* Start Record excerpts *
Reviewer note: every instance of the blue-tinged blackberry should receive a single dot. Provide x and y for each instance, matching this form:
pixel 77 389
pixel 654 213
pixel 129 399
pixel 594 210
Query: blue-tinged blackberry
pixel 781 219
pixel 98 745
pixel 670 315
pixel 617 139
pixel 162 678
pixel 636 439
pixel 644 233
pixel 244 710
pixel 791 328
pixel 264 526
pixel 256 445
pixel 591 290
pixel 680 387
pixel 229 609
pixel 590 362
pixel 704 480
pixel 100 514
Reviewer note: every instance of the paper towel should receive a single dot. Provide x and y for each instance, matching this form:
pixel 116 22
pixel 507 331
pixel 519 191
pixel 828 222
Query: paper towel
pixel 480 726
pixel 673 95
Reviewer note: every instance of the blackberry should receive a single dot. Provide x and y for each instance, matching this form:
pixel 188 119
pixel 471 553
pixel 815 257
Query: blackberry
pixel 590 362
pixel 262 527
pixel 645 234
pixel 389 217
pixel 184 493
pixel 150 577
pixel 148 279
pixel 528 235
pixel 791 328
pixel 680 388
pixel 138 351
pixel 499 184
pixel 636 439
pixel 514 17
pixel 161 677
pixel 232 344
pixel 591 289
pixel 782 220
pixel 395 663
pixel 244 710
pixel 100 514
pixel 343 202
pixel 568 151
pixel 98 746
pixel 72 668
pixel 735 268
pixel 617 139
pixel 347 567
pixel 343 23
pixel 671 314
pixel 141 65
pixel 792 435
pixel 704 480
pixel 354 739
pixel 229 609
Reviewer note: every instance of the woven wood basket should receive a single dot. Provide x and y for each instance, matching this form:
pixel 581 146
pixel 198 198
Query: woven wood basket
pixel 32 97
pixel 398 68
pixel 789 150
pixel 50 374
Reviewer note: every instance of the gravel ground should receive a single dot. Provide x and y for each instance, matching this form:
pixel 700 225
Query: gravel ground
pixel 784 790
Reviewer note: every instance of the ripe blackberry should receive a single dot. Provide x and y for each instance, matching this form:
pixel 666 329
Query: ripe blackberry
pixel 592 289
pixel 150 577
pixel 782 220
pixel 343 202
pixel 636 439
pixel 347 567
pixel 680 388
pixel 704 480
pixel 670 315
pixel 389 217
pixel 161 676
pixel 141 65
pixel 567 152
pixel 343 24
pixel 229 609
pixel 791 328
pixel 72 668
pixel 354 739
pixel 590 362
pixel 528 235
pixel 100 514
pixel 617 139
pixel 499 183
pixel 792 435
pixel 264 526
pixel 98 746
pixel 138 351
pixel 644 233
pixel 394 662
* End Record excerpts *
Please express every line of the records above as a JSON list of strings, one string per line, with blank lines left out.

### [Task solution]
[
  "Reviewer note: every instance of the blue-tinged blackberry should receive a single dot. Provide x and y for each instance, matching this form:",
  "pixel 77 389",
  "pixel 654 213",
  "pixel 129 399",
  "pixel 594 210",
  "Query: blue-tinged blackberry",
  "pixel 781 219",
  "pixel 98 745",
  "pixel 670 315",
  "pixel 617 139",
  "pixel 162 678",
  "pixel 636 439",
  "pixel 644 233",
  "pixel 244 710",
  "pixel 791 328",
  "pixel 264 526",
  "pixel 256 445",
  "pixel 591 290",
  "pixel 680 387",
  "pixel 229 609",
  "pixel 590 362",
  "pixel 704 480",
  "pixel 100 514",
  "Reviewer note: every instance of the paper towel should receive a single dot. Provide x and y for each instance, matching this form:",
  "pixel 116 22",
  "pixel 507 331",
  "pixel 519 191",
  "pixel 828 222",
  "Query: paper towel",
  "pixel 480 726",
  "pixel 673 95",
  "Reviewer note: every instance of the blackberry should receive a single dot. Provide x and y for each instance, matching this form:",
  "pixel 188 119",
  "pixel 471 553",
  "pixel 815 257",
  "Query: blackberry",
  "pixel 590 362",
  "pixel 262 527",
  "pixel 645 234",
  "pixel 389 217",
  "pixel 184 493",
  "pixel 150 577",
  "pixel 148 279",
  "pixel 528 235",
  "pixel 791 328",
  "pixel 680 388",
  "pixel 138 351",
  "pixel 499 184",
  "pixel 636 439",
  "pixel 514 17",
  "pixel 161 677",
  "pixel 232 344",
  "pixel 591 289",
  "pixel 782 220",
  "pixel 395 663",
  "pixel 244 710",
  "pixel 100 514",
  "pixel 343 202",
  "pixel 568 151",
  "pixel 98 746",
  "pixel 72 668",
  "pixel 735 268",
  "pixel 617 139",
  "pixel 347 567",
  "pixel 343 23",
  "pixel 671 314",
  "pixel 141 65",
  "pixel 792 435",
  "pixel 704 480",
  "pixel 354 739",
  "pixel 229 609",
  "Reviewer note: every instance of the woven wood basket should receive a single dot. Provide x and y for each instance, matching this form:",
  "pixel 581 146",
  "pixel 198 198",
  "Query: woven wood basket",
  "pixel 32 97",
  "pixel 398 68",
  "pixel 789 150",
  "pixel 50 374",
  "Reviewer note: every instance of the gravel ground should receive a single dot. Provide x and y for each instance, matching this form:",
  "pixel 700 225",
  "Query: gravel ground",
  "pixel 784 790",
  "Reviewer note: every instance of the ripe blackberry should receive a single dot. Provide x and y for each instance, matching this form:",
  "pixel 666 329",
  "Query: ripe blackberry",
  "pixel 592 289",
  "pixel 150 577",
  "pixel 782 220",
  "pixel 343 202",
  "pixel 636 439",
  "pixel 347 567",
  "pixel 680 388",
  "pixel 704 480",
  "pixel 670 315",
  "pixel 389 217",
  "pixel 161 676",
  "pixel 141 65",
  "pixel 567 152",
  "pixel 343 24",
  "pixel 229 609",
  "pixel 791 328",
  "pixel 72 668",
  "pixel 354 739",
  "pixel 590 362",
  "pixel 528 235",
  "pixel 100 514",
  "pixel 617 139",
  "pixel 499 183",
  "pixel 792 435",
  "pixel 264 526",
  "pixel 98 746",
  "pixel 138 351",
  "pixel 644 233",
  "pixel 394 662"
]